Records for processing:
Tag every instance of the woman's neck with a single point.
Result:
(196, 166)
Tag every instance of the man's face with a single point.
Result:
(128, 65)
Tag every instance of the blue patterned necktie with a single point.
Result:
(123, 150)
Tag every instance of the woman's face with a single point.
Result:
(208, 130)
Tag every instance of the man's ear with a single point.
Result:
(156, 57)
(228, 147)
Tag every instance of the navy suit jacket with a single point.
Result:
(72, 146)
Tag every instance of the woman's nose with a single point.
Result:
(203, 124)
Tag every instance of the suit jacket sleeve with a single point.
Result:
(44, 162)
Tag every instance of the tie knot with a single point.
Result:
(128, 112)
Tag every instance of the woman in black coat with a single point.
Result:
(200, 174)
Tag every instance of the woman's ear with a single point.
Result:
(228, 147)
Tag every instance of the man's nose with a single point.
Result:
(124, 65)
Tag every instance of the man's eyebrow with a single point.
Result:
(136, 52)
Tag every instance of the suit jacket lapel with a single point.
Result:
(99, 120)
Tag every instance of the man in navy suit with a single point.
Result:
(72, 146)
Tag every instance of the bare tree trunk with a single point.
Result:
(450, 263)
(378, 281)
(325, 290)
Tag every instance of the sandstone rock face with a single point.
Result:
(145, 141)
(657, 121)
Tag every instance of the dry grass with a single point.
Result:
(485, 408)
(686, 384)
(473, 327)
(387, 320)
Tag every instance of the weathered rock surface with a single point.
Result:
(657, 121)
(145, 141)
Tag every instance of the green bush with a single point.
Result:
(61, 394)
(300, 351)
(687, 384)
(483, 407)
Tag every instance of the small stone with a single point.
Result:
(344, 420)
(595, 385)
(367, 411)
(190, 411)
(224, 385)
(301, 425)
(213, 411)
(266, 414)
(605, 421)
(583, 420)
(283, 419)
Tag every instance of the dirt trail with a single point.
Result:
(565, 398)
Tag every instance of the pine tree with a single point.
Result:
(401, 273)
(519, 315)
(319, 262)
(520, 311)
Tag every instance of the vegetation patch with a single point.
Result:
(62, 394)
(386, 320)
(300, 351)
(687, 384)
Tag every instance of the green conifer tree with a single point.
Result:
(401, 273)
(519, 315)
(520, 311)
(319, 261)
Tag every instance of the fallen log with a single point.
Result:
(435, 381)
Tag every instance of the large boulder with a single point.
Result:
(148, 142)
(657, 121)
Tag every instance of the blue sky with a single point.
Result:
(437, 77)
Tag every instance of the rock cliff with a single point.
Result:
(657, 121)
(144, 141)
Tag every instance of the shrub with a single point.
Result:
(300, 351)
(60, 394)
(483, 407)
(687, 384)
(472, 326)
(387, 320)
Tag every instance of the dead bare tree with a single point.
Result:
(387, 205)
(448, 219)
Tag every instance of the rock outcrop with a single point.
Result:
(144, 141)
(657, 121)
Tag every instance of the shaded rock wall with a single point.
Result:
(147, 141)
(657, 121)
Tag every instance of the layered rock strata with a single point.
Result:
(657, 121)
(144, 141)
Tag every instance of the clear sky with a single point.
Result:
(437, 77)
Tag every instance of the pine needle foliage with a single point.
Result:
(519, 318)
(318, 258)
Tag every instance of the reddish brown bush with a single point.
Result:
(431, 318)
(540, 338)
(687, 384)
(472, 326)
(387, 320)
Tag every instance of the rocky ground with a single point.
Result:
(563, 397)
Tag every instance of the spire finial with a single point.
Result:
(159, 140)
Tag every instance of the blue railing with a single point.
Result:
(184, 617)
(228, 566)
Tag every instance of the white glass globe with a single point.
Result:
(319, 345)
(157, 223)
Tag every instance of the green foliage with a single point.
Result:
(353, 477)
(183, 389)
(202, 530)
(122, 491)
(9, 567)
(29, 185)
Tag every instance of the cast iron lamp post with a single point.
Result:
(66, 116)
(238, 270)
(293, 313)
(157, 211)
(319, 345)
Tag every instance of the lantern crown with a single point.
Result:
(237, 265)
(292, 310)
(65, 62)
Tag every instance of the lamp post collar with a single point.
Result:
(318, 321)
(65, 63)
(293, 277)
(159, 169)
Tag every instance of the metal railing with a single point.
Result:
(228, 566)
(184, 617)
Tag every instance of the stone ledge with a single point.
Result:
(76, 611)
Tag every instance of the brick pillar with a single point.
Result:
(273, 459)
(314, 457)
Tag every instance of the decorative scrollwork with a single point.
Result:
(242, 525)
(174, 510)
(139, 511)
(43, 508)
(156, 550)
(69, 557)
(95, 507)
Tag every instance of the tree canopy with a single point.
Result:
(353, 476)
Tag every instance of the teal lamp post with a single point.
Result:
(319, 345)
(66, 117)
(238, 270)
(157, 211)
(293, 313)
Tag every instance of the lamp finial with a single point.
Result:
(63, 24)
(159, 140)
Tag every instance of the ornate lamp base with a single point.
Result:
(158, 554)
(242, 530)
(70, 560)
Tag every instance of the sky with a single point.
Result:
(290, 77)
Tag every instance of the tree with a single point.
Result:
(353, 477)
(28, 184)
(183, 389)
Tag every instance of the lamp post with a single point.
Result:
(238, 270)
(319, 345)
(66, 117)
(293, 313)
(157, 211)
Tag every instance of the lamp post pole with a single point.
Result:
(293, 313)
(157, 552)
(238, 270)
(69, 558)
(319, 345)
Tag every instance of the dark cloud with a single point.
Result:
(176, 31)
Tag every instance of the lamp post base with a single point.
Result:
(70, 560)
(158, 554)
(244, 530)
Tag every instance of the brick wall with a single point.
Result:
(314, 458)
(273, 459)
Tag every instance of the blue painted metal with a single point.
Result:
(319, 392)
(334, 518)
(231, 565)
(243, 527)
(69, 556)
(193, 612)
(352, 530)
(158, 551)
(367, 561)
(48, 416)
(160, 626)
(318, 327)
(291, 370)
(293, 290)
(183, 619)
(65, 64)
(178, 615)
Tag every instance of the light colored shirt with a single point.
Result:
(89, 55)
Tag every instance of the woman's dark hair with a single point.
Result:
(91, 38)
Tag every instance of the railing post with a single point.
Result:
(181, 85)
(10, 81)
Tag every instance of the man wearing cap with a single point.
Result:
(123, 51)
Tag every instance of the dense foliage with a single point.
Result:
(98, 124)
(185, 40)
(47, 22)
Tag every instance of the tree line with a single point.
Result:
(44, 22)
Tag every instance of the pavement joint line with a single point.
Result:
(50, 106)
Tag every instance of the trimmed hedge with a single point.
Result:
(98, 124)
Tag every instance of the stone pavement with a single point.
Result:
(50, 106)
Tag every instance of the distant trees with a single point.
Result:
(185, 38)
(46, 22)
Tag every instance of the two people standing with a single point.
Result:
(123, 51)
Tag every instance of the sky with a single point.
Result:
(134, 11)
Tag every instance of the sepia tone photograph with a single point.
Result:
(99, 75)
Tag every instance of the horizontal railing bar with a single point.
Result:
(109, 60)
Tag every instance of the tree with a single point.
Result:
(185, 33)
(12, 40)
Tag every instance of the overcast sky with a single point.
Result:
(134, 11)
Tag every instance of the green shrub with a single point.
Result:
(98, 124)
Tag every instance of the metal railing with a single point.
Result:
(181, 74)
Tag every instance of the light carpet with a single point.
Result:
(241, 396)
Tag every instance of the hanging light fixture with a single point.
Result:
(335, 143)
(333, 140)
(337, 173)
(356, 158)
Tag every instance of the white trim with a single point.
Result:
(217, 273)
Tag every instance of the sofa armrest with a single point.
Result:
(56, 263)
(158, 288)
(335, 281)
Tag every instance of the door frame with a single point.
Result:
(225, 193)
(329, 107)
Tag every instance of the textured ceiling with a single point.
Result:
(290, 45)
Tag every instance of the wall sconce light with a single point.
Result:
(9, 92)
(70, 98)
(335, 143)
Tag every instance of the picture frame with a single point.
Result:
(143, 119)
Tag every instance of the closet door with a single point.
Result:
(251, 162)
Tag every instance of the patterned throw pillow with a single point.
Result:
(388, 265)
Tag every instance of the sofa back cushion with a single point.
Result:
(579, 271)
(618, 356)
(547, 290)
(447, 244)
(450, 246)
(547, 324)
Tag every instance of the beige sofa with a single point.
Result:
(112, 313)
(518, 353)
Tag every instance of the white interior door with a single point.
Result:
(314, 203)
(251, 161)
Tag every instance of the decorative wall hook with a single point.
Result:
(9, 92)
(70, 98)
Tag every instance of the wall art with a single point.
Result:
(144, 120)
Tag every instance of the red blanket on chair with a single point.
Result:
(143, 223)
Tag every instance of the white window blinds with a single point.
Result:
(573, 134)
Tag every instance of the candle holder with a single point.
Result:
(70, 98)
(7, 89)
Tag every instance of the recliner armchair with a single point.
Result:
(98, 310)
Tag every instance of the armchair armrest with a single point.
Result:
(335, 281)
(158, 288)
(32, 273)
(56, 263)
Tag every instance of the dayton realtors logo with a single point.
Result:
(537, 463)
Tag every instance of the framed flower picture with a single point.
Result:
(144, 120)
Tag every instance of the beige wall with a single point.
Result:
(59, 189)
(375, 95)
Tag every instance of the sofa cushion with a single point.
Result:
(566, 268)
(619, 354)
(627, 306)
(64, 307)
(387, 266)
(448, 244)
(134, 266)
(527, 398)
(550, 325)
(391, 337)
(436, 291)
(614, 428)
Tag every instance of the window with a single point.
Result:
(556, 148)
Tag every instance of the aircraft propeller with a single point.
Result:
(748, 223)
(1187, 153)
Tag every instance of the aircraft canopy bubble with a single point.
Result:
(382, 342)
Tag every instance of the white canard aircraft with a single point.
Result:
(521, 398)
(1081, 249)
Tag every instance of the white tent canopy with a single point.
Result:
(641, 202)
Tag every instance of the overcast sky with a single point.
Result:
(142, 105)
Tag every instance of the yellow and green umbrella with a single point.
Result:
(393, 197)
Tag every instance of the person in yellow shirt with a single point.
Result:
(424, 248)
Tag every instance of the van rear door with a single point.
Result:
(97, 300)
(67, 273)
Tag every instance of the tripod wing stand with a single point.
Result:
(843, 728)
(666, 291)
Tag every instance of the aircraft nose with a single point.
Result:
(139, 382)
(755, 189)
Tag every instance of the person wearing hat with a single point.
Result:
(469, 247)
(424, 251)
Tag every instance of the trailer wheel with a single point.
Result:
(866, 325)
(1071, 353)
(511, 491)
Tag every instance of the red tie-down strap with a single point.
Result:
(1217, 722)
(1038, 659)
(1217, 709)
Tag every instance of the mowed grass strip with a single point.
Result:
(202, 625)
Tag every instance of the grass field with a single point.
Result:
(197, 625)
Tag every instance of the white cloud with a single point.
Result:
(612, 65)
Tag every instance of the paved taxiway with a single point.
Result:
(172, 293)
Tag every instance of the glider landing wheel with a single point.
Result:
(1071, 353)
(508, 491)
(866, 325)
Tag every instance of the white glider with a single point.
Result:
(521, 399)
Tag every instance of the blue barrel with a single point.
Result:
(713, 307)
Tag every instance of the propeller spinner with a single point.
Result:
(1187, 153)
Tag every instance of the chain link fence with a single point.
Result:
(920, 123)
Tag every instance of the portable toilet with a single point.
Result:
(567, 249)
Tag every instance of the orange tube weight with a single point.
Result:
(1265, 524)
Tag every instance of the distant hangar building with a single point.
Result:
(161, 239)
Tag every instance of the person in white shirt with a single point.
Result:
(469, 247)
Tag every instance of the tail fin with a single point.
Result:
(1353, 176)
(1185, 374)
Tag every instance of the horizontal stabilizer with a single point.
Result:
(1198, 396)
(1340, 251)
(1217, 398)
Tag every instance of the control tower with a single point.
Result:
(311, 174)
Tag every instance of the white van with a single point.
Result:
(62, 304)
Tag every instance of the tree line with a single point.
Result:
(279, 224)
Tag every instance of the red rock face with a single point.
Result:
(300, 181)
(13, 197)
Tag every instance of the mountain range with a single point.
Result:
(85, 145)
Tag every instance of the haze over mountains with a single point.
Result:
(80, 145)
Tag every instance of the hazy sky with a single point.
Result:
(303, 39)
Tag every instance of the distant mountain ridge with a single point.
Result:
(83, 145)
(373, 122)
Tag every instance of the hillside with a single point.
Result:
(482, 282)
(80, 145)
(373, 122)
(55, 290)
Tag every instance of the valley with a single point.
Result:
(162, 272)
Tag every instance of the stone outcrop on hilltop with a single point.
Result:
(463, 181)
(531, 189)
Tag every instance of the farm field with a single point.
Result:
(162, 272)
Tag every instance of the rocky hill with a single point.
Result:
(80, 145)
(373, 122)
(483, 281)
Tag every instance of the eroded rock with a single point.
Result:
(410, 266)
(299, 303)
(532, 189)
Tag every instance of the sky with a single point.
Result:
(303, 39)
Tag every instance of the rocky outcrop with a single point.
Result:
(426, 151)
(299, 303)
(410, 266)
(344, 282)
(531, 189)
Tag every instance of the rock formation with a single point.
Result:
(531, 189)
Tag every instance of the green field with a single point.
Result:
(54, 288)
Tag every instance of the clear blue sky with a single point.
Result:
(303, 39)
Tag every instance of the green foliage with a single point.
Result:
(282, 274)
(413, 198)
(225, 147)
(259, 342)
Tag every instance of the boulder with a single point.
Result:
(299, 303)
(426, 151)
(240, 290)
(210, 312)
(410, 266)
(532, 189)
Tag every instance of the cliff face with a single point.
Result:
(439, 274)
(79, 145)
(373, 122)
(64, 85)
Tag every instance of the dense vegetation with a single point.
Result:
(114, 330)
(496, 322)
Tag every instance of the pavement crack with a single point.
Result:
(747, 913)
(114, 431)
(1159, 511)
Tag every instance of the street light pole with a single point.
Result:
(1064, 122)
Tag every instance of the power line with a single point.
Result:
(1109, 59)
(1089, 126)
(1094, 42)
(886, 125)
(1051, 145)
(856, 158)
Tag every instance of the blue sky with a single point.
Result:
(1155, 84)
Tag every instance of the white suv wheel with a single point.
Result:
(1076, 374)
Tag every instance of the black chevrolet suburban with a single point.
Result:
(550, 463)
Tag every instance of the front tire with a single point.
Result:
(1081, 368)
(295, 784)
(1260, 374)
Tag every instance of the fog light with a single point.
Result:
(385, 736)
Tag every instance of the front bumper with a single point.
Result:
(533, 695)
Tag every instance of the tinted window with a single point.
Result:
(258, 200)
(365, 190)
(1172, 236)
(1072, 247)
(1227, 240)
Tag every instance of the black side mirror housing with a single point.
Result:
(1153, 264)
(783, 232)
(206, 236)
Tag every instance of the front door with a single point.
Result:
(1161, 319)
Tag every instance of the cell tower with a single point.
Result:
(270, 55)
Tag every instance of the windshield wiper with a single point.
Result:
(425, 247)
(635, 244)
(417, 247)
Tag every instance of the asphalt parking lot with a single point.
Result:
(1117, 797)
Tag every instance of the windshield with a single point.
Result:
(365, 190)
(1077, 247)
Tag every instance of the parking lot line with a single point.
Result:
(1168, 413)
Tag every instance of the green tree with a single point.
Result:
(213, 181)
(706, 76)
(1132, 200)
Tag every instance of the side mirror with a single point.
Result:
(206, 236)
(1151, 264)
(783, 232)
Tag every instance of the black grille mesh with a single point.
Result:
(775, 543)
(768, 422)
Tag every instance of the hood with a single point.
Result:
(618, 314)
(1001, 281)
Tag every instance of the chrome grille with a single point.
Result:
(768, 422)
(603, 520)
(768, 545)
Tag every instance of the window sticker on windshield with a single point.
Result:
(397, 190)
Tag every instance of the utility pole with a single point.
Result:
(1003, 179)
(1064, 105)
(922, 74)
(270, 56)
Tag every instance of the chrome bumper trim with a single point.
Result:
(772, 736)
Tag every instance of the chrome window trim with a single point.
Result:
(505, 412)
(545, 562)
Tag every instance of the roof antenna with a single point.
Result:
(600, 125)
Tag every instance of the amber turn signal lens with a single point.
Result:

Directions for this task:
Only lines with the word "lamp" are wanted; pull each of them from the records.

Written answer:
Tag every instance of the cast iron lamp post with a single point.
Tag every instance of the lamp post collar with a single point.
Tag every instance of the teal lamp post with a single point.
Tag every instance of the lamp finial with a single point.
Tag every instance of the ornate lamp base with a single point.
Tag every instance of the lamp post with a single point.
Tag every instance of the lamp post pole with a single point.
Tag every instance of the lamp post base with a single point.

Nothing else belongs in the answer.